» **What this task involves**:
Return the entries that follow exactly, with no images.

** Extracted material follows **

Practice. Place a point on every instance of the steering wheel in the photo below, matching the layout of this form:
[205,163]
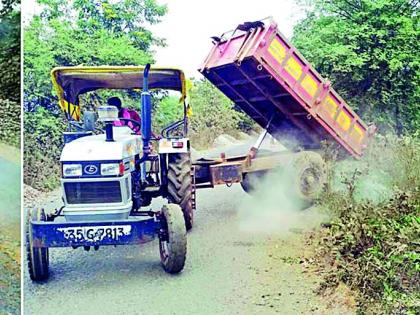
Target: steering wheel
[135,122]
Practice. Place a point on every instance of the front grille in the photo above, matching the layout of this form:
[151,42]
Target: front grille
[93,192]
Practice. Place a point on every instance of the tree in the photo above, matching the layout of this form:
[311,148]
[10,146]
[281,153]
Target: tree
[10,51]
[70,33]
[90,33]
[369,50]
[10,72]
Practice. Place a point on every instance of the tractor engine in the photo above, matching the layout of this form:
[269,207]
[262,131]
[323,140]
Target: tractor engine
[99,177]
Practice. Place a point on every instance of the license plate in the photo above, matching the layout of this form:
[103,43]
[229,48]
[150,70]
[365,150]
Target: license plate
[95,233]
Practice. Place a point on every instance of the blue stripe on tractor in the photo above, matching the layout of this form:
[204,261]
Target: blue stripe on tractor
[66,234]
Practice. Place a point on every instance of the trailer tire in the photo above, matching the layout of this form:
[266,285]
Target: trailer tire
[250,181]
[38,258]
[173,245]
[180,185]
[307,172]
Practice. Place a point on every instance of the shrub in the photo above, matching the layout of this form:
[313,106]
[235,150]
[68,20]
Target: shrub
[373,243]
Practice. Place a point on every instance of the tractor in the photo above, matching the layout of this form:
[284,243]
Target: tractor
[112,167]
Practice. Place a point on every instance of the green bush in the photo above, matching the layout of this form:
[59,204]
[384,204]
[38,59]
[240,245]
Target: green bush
[373,243]
[10,122]
[43,142]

** End of Extracted material **

» **Result of this exercise**:
Practice. Place a point on every instance of the steering wheel in the photo below, matching the layout of this form:
[205,163]
Target: steering wheel
[135,122]
Practice. Place a point on every instance of the front grille in the photo above, matching the layout of this form:
[151,42]
Target: front grille
[93,192]
Practice. Place a point on every instance of the tree in the photo above, matching the layout of this form:
[311,148]
[10,146]
[281,153]
Target: tree
[10,51]
[70,33]
[90,33]
[369,50]
[10,72]
Practice. Place a point on every instance of the tractor engine in the photo above, matching the layout of this form:
[269,207]
[262,131]
[323,140]
Target: tractor engine
[99,177]
Practice. Place a point on every instance of the license plate in the photo above, matching the layout of this form:
[103,43]
[229,48]
[150,70]
[365,150]
Target: license plate
[95,233]
Practice. Place a point on every instance of the blue stripe on tractor in the photo above, matching the layout of this form:
[204,261]
Target: blue stripe on tractor
[66,234]
Practice. Place a point on every instance of the trailer tire in the photo above, matching the layout of this form:
[266,285]
Target: trailer tire
[250,181]
[38,258]
[173,245]
[180,185]
[307,172]
Practice. Place a point on every instance of the shrub in the photo above, matching the layout of this form:
[313,106]
[235,150]
[68,20]
Target: shrub
[373,243]
Practice. Place a point on every instance of the tractor in the photo above, matching the layout of this form:
[284,243]
Target: tractor
[112,167]
Practice. Place a point on every instance of the green bush in the photo above, matching the layout of this form:
[59,204]
[384,204]
[38,59]
[240,245]
Target: green bush
[373,243]
[10,122]
[43,142]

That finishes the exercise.